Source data
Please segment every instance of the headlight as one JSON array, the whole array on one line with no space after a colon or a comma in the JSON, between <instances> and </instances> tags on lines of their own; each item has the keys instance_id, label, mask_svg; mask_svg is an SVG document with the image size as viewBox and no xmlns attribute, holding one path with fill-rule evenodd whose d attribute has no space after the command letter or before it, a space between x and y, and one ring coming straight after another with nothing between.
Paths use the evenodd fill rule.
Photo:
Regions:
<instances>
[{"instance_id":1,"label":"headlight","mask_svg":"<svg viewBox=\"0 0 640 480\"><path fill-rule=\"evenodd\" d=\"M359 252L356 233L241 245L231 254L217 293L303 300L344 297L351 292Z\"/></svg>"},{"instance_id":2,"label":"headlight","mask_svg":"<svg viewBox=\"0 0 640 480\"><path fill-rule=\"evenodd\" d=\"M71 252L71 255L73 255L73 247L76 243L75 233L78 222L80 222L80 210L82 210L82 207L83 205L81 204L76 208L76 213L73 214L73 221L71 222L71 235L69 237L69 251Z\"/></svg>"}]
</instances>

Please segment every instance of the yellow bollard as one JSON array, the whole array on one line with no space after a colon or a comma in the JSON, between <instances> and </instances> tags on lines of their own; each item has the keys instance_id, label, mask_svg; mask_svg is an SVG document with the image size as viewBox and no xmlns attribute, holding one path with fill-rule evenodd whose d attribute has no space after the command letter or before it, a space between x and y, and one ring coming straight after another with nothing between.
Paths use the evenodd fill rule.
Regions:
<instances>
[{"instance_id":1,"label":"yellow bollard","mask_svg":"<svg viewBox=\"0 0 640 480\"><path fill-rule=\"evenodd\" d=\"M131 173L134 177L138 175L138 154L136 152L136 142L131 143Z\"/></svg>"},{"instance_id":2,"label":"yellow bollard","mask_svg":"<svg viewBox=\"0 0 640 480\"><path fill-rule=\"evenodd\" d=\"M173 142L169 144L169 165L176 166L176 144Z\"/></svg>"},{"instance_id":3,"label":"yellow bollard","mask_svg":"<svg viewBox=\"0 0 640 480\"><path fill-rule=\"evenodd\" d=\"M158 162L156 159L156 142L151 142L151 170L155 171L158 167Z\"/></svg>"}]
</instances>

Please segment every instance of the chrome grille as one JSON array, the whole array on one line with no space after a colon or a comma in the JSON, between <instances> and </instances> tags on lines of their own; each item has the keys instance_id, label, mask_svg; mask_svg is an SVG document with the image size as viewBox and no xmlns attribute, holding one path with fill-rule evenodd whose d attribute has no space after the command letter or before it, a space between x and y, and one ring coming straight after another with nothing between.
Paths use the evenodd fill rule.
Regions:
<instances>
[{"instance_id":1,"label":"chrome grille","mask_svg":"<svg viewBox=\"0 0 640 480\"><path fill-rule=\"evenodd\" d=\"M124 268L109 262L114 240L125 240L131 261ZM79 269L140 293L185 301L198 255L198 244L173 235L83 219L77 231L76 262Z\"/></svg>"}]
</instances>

» YOUR INSTRUCTIONS
Please give the entries above again in full, exactly as written.

» TASK ANSWER
Please segment every instance of the headlight as one JSON array, the whole array on one line with no space after a colon or a comma in the JSON, between <instances> and </instances> tags on lines of their own; each item has the keys instance_id, label, mask_svg; mask_svg is an SVG document with the image size as viewBox and no xmlns attribute, holding one path with fill-rule evenodd whose d attribute has no space after the command letter or before it, a space between x and y, and one ring coming straight after another with nothing between.
Paths use the evenodd fill rule.
Photo:
Regions:
<instances>
[{"instance_id":1,"label":"headlight","mask_svg":"<svg viewBox=\"0 0 640 480\"><path fill-rule=\"evenodd\" d=\"M359 252L356 233L241 245L231 254L217 293L303 300L344 297L351 292Z\"/></svg>"},{"instance_id":2,"label":"headlight","mask_svg":"<svg viewBox=\"0 0 640 480\"><path fill-rule=\"evenodd\" d=\"M71 252L71 255L73 255L73 247L76 243L75 233L78 222L80 222L80 210L82 210L82 207L83 205L81 204L76 208L76 213L73 214L73 221L71 222L71 235L69 237L69 251Z\"/></svg>"}]
</instances>

Please segment every instance of the yellow bollard as one JSON array, the whole array on one line with no space after a colon or a comma in the JSON, between <instances> and </instances> tags on lines of their own; each item has the keys instance_id, label, mask_svg; mask_svg is an SVG document with the image size as viewBox and no xmlns attribute, holding one path with fill-rule evenodd whose d attribute has no space after the command letter or before it, a space between x and y, and one ring coming straight after another with nothing between.
Paths use the evenodd fill rule.
Regions:
<instances>
[{"instance_id":1,"label":"yellow bollard","mask_svg":"<svg viewBox=\"0 0 640 480\"><path fill-rule=\"evenodd\" d=\"M131 173L134 177L138 175L138 154L136 152L136 142L131 143Z\"/></svg>"},{"instance_id":2,"label":"yellow bollard","mask_svg":"<svg viewBox=\"0 0 640 480\"><path fill-rule=\"evenodd\" d=\"M173 142L169 144L169 165L176 166L176 144Z\"/></svg>"},{"instance_id":3,"label":"yellow bollard","mask_svg":"<svg viewBox=\"0 0 640 480\"><path fill-rule=\"evenodd\" d=\"M158 162L156 159L156 142L151 142L151 170L155 171L158 167Z\"/></svg>"}]
</instances>

Please segment every instance of the chrome grille as one JSON array, the whole array on one line with no space after a colon or a comma in the JSON, between <instances> and </instances> tags on lines of their own; each item has the keys instance_id, label, mask_svg; mask_svg is an SVG document with the image size as viewBox and no xmlns attribute, holding one path with fill-rule evenodd whose d attribute has no space after the command letter or before it, a space between x and y, and one ring coming straight after another with nothing between.
Paths use the evenodd fill rule.
Regions:
<instances>
[{"instance_id":1,"label":"chrome grille","mask_svg":"<svg viewBox=\"0 0 640 480\"><path fill-rule=\"evenodd\" d=\"M124 268L109 262L114 240L125 240L131 261ZM79 269L140 293L185 301L198 255L198 244L173 235L83 219L77 231L76 262Z\"/></svg>"}]
</instances>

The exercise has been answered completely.